**Given text:**
Captain Sandeep Shankla (3 January 1964 – 8 August 1991) was an Indian Army officer who was posthumously awarded India's highest peacetime gallantry award, the Ashoka Chakra, for acts in Jammu and Kashmir.

==Early life==
Shankla was born in Hamirpur district, Himachal Pradesh, he was the son of an army veteran, Lt Col J.S. Kanwar, and Manju Kanwar.

==Military career==
From childhood, Shankla wanted to follow in the footsteps of his father and join the armed forces. He was commissioned a second lieutenant on 14 June 1986 into 18 Dogra Regiment. He was promoted lieutenant on 14 June 1988 and to captain on 14 June 1991, less than two months before his death.

==Kupwara operation==
During 1991, Captain Sandeep Shankla’s unit, 18 Dogra was deployed in Kupwara of the J & K area for anti-insurgency operations. On 8 Aug 1991, Captain Sandeep Shankla’s unit had received credible information from intelligence sources about the presence of terrorists in Zafarkhani village in Kupwara district. A decision was taken by the security forces to launch a search and destroy operation to nab the terrorists under the leadership of Capt Sandeep Shankla. Capt Sandeep along with his soldiers reached the suspected area and launched a search and cordon operation. The terrorists fired at the troops on being cornered and challenged. A fierce gun battle ensued thereafter with a heavy exchange of fire from both sides. During the crossfire, one of the soldiers got injured and Capt Sandeep realizing the danger to his life crawled and dragged him to safety while eliminating one terrorist. The other terrorist then lobbed two grenades at Capt Sandeep, but in a rare show of courage, he hurled one of the grenades back at the attackers. However, during this process, Capt Sandeep sustained splinter and bullet injuries. But he kept engaging with the enemy till he lost his consciousness. He later succumbed to his injuries and was martyred. The operation led by Capt Sandeep resulted in the elimination of 9 terrorists and in addition 22 of them were apprehended. Capt Sandeep was a valiant soldier and a gritty officer who led from the front like a true military leader. Married just 6 months earlier, Capt Sandeep laid down his life at the age of 27 years, in the service of the nation.

**Action item A:**
Could you set down a portion of the text on Captain Sandeep Shankla word for word, beginning at the words "Captain Sandeep Shankla (3" and stopping after "before his death."?
**Action item B:**
Can you supply the next part of the text on Captain Sandeep Shankla, picking up after its final sentence?
The records that follow were drawn from a separate source.

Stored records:
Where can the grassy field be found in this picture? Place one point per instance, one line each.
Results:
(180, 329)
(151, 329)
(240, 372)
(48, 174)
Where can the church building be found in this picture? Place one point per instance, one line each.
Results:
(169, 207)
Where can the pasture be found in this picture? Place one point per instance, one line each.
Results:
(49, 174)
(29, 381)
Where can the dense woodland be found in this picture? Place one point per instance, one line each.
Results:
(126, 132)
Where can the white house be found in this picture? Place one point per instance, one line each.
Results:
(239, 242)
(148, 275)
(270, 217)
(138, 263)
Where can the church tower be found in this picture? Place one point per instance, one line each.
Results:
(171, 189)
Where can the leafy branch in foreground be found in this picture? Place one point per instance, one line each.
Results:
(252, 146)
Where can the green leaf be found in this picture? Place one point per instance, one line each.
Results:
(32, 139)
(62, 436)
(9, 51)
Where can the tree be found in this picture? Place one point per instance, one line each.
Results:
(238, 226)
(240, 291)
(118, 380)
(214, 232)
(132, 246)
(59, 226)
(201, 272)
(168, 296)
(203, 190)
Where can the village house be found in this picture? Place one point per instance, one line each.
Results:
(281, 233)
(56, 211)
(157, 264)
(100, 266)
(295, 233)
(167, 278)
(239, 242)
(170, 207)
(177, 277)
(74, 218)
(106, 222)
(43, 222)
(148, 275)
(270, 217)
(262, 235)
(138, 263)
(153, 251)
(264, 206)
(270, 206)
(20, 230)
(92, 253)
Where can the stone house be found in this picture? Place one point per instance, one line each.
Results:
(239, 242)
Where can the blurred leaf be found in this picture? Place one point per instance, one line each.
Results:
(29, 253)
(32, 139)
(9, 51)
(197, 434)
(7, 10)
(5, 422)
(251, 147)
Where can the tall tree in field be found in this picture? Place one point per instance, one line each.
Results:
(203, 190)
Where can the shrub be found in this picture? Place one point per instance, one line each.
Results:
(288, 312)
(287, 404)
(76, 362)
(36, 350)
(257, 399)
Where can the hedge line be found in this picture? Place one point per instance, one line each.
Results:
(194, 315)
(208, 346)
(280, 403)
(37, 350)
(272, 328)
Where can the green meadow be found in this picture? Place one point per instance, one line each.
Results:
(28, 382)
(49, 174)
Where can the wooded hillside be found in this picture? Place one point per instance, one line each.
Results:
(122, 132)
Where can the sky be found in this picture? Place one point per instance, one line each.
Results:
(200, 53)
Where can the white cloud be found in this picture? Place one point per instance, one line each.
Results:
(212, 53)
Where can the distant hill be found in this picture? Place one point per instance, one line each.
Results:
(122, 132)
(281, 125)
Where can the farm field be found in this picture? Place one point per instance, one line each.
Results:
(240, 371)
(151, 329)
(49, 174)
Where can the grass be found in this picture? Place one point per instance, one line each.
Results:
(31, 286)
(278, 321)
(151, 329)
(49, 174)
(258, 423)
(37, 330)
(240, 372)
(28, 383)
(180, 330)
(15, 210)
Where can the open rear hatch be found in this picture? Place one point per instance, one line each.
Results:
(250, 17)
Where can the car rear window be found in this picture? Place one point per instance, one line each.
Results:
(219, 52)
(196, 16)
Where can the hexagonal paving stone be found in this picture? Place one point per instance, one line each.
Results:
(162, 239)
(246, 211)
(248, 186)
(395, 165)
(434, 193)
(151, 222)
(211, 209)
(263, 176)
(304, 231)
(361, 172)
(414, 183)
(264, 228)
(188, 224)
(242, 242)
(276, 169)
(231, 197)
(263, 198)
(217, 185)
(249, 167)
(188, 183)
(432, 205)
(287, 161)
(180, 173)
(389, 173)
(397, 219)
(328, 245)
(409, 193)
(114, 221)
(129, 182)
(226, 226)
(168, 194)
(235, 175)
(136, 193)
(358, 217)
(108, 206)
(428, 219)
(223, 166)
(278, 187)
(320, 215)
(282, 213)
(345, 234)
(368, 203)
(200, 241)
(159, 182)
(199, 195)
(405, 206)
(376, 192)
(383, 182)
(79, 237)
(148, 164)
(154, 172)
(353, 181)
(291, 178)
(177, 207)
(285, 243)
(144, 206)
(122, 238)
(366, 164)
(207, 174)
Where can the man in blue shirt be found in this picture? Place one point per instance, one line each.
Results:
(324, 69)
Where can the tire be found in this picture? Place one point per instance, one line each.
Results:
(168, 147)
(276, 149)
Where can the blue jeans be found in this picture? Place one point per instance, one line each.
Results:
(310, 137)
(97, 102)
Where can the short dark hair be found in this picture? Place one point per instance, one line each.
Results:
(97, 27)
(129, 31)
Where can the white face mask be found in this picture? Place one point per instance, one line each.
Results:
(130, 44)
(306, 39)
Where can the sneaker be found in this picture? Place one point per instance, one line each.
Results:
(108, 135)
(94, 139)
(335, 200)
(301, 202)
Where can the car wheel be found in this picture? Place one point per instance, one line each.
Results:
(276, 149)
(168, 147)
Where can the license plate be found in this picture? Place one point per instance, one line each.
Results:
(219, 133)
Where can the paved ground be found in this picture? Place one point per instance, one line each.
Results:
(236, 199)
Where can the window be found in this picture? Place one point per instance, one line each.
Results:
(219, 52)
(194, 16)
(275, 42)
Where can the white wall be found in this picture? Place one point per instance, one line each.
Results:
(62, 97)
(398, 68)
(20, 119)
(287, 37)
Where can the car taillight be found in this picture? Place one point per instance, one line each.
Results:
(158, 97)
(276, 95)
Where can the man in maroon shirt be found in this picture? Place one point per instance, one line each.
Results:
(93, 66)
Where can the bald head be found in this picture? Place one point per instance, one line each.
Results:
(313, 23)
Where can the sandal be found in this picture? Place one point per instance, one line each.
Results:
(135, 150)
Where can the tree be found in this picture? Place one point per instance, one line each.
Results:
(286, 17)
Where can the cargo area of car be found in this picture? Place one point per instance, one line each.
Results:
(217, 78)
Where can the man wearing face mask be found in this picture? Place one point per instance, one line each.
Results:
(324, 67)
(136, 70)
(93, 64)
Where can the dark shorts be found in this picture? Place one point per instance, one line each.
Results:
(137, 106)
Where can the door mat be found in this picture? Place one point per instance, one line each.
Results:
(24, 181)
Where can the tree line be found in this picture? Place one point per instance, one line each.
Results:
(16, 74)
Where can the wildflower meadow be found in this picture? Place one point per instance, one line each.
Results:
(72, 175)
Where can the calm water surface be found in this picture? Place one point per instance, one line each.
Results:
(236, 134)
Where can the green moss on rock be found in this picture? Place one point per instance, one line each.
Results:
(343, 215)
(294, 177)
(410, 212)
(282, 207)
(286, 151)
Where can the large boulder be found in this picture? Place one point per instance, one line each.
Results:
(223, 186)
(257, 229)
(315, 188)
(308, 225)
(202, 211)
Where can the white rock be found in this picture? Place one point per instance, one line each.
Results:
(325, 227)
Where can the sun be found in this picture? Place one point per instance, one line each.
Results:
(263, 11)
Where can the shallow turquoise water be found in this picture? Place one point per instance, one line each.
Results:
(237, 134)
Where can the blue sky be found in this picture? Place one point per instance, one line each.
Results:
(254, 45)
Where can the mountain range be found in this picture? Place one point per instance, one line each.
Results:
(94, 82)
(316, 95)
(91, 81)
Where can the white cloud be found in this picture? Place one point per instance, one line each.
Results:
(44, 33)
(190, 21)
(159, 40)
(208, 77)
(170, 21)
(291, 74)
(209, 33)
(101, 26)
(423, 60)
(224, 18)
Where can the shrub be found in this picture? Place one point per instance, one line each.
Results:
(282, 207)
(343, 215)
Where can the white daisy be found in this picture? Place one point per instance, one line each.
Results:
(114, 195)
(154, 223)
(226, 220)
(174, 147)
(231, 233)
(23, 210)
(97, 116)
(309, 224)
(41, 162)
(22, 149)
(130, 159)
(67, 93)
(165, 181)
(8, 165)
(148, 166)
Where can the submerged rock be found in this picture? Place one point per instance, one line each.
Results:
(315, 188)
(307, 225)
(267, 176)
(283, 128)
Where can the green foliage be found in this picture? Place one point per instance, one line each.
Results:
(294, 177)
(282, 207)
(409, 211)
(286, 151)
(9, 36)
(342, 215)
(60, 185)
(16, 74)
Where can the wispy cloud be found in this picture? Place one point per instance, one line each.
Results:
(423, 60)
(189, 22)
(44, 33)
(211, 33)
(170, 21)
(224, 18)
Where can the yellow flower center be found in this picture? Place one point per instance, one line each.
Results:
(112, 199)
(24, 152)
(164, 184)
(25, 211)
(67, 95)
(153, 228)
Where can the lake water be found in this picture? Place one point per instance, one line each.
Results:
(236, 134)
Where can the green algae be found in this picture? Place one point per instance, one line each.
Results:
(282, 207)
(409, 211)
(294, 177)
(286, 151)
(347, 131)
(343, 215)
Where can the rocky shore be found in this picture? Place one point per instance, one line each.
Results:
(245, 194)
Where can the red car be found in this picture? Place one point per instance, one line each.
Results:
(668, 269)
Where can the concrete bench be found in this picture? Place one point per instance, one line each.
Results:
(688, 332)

...

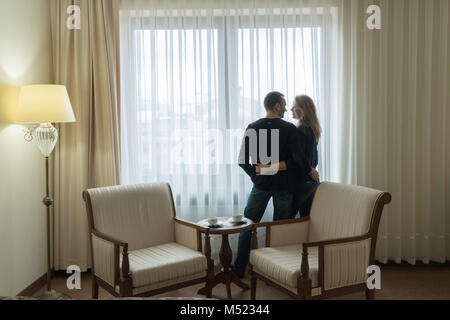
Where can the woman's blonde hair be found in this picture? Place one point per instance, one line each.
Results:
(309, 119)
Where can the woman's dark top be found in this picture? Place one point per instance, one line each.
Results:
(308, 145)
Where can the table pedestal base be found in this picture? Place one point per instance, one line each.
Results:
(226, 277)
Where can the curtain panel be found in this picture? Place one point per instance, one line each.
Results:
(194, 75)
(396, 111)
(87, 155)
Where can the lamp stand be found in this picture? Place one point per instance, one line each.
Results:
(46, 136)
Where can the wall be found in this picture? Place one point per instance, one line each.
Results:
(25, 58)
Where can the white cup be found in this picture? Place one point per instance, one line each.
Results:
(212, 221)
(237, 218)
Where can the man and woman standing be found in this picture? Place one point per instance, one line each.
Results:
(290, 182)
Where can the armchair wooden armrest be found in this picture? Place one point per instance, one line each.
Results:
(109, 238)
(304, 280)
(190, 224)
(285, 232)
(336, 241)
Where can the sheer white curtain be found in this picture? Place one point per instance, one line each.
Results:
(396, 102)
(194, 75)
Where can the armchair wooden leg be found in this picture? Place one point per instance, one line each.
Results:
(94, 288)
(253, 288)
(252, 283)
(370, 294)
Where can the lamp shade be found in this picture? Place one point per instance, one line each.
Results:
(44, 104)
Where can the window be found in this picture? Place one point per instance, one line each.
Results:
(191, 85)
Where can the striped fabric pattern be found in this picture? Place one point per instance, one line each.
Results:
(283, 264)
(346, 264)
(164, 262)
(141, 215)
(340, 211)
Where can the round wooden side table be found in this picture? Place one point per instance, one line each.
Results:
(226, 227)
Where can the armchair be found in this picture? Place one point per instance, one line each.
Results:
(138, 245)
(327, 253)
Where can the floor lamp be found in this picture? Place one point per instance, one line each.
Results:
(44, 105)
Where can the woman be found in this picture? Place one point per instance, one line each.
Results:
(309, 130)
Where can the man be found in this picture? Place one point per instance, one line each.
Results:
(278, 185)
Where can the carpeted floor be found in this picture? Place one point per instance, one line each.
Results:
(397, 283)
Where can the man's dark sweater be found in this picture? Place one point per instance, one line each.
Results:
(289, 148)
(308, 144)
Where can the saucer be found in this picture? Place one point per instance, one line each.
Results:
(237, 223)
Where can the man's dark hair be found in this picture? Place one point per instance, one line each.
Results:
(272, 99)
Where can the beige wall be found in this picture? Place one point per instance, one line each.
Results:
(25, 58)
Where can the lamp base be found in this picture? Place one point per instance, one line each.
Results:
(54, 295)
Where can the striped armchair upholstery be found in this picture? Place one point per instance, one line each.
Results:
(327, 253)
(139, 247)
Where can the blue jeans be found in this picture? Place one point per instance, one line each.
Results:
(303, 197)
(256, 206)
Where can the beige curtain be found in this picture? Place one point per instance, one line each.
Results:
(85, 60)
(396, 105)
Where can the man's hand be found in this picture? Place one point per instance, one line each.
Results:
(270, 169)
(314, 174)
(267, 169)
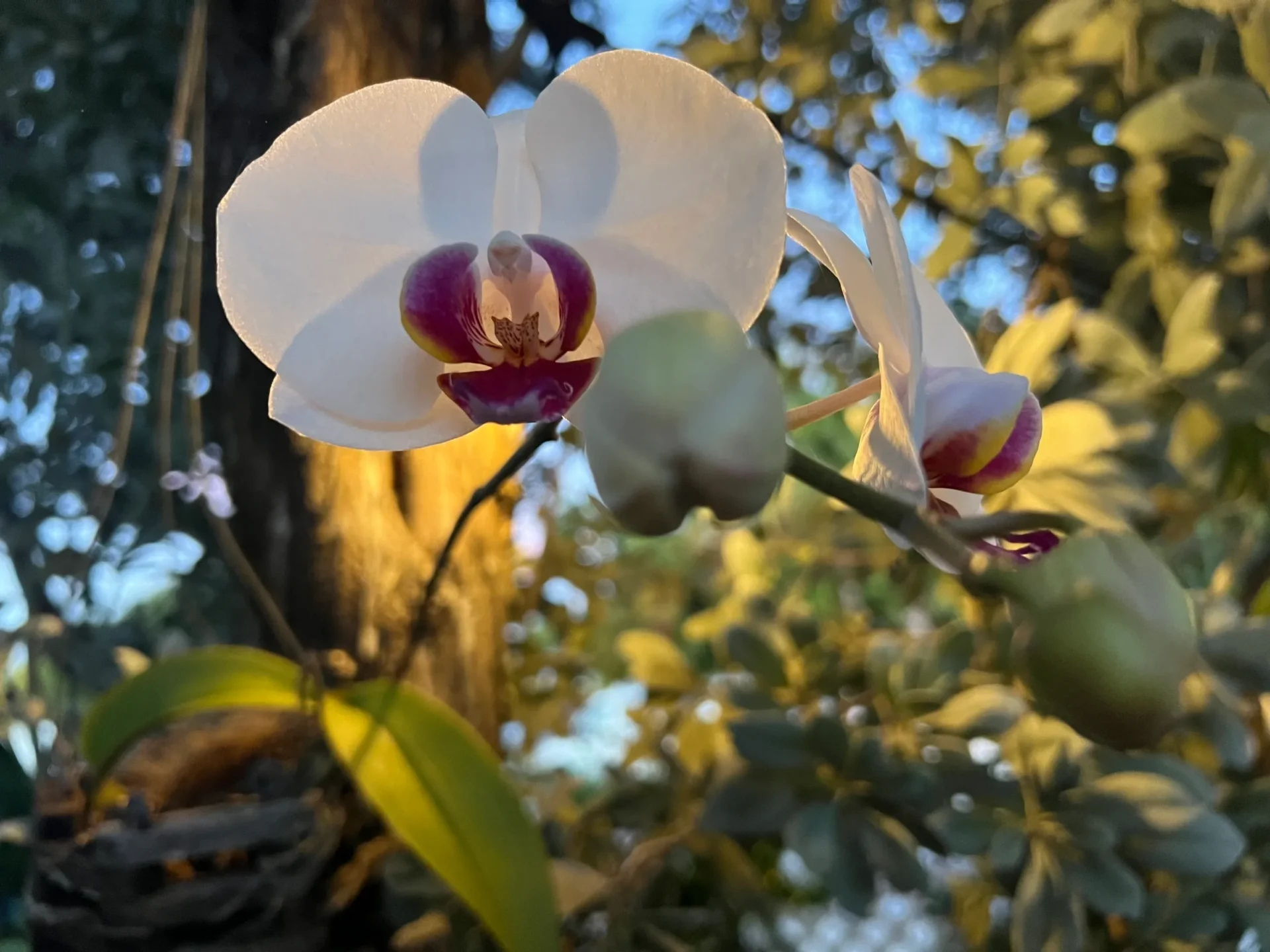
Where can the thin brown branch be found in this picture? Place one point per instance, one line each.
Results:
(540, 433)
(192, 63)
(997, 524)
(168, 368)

...

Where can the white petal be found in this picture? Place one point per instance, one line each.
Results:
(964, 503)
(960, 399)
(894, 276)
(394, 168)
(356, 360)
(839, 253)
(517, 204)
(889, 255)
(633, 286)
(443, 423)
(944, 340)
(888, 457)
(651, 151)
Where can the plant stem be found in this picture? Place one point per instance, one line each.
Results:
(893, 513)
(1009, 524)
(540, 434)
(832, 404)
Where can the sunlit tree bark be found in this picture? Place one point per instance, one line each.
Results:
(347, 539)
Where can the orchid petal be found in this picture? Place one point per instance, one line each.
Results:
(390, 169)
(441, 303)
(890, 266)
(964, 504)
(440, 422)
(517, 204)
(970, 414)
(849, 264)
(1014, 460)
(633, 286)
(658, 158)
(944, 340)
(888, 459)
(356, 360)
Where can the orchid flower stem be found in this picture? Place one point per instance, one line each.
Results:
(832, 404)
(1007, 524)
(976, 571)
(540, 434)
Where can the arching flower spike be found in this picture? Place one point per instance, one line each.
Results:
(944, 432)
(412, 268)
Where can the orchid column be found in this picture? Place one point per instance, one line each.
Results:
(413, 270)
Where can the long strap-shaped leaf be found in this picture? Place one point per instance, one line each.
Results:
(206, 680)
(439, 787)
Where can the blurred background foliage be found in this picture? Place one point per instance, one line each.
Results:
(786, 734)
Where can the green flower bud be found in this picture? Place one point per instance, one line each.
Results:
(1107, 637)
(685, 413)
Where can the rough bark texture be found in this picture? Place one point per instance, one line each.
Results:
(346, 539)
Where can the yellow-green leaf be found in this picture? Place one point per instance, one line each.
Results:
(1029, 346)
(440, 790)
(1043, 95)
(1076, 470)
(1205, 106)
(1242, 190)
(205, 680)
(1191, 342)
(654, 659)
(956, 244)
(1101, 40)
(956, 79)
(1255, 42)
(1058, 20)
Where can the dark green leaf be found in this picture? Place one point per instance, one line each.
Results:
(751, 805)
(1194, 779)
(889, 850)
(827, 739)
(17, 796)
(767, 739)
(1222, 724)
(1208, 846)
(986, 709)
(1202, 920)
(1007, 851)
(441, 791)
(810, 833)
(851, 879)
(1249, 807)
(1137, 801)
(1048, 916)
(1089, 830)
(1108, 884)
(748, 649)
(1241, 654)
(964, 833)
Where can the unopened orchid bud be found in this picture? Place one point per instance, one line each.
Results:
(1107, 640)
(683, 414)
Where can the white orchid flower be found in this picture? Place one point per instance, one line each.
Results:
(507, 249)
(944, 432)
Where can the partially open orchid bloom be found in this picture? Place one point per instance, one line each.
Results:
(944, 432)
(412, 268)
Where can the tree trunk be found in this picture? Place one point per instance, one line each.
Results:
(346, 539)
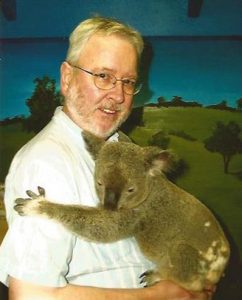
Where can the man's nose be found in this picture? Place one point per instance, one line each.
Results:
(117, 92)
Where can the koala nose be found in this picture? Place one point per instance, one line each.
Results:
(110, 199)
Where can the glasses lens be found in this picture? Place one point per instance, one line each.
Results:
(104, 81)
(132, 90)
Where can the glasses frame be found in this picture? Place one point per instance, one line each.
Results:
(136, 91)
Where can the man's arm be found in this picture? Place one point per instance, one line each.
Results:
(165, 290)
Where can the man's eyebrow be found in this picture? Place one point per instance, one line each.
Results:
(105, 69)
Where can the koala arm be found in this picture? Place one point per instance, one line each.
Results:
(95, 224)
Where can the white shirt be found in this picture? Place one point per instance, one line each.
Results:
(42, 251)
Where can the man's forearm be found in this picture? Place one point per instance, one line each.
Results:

**Answer space A:**
Captain Sandeep Shankla (3 January 1964 – 8 August 1991) was an Indian Army officer who was posthumously awarded India's highest peacetime gallantry award, the Ashoka Chakra, for acts in Jammu and Kashmir.

==Early life==
Shankla was born in Hamirpur district, Himachal Pradesh, he was the son of an army veteran, Lt Col J.S. Kanwar, and Manju Kanwar.

==Military career==
From childhood, Shankla wanted to follow in the footsteps of his father and join the armed forces. He was commissioned a second lieutenant on 14 June 1986 into 18 Dogra Regiment. He was promoted lieutenant on 14 June 1988 and to captain on 14 June 1991, less than two months before his death.

**Answer space B:**
==Ashoka Chakra awards==
Captain Sandeep Shankla was given the nation’s highest peacetime gallantry award, "Ashok Chakra" for his outstanding courage, devotion to duty and supreme sacrifice. He is survived by his father Lt Col JS. Kanwar (retd), mother Smt Manju Kanwar and a younger brother.

==Legacy==
The Panchkula municipal corporation has renamed the Sector 2 roundabout as Shaheed Major Sandeep Sankhla chowk.